--- Input data Enclosed Below ---

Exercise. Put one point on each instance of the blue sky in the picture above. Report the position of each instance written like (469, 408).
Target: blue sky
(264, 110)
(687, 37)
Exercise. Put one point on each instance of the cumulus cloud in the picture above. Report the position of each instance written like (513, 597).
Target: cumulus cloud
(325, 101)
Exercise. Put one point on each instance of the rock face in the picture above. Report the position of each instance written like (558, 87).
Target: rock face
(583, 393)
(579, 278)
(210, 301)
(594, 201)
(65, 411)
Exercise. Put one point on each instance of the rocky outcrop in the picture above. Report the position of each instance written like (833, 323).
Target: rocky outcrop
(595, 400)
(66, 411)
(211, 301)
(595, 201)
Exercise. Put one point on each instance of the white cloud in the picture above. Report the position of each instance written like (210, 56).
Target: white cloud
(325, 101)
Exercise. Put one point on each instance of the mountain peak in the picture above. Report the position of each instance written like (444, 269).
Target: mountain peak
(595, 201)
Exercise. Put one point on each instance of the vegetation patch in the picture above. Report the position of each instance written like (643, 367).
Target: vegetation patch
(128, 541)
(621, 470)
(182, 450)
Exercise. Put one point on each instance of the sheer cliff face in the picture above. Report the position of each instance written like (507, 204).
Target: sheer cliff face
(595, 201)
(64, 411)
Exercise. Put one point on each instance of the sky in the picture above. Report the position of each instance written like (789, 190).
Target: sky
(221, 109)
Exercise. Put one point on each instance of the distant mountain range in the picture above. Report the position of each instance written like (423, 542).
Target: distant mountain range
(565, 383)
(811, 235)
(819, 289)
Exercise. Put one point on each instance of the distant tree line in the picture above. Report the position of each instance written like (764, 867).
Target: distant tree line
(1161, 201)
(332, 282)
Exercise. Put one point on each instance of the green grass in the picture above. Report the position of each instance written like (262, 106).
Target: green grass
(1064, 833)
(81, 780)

--- End of Enclosed Input data ---

What the exercise asks :: Lines from the one containing "Exercise. Put one point on each instance of the green" to the last line above, both included: copy these exactly and write nothing else.

Expected output ::
Exercise. Put one point on each instance of the green grass in the picture above. Report the position of each instance written like (262, 106).
Target: green grass
(1064, 833)
(81, 780)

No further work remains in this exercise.